Start of Record excerpts
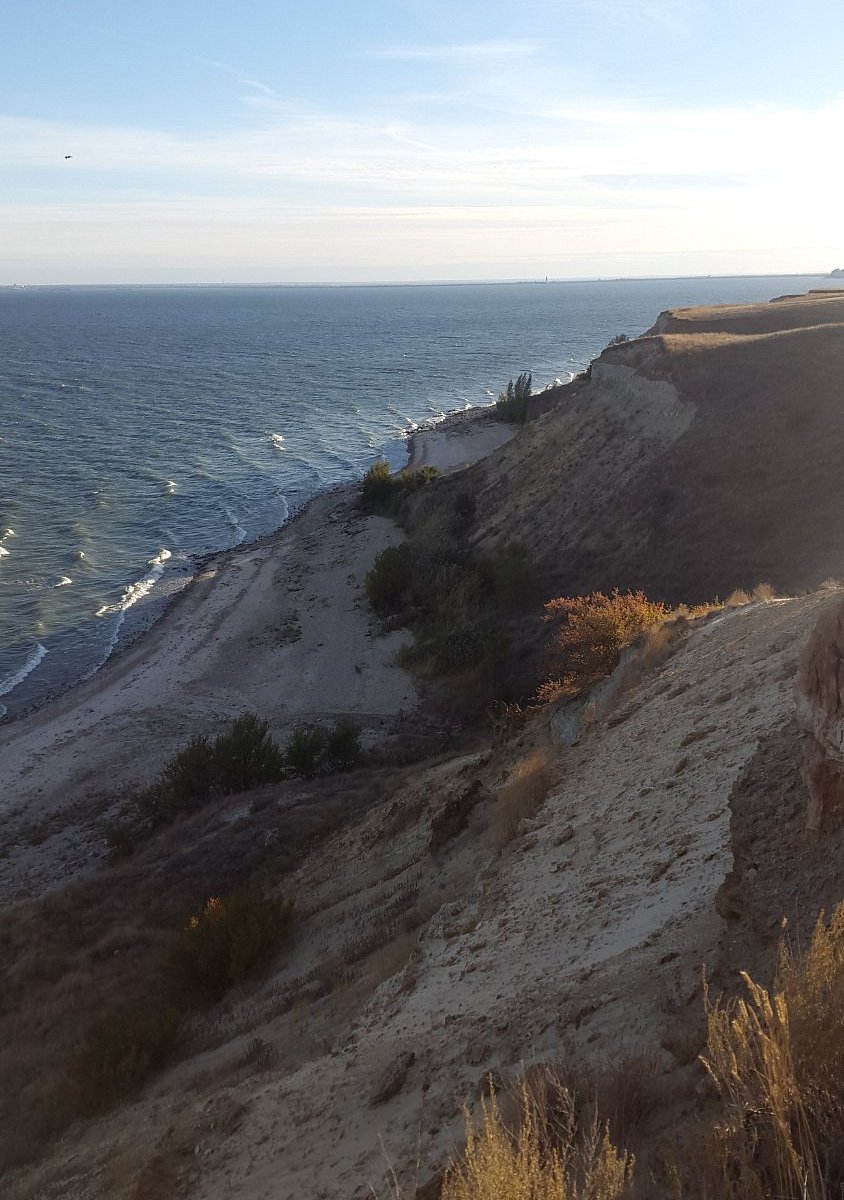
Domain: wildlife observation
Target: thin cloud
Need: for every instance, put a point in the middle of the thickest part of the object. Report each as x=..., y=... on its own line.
x=464, y=52
x=261, y=87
End of Record excerpts
Work required
If a record contains a picture, omit the picture and repeat everything else exactly.

Worked solution
Domain: wildlife observation
Target: thin cloud
Need: for every instance, put a point in the middle of the thickest part of the object. Report each as x=..., y=... on its own line.
x=464, y=52
x=261, y=87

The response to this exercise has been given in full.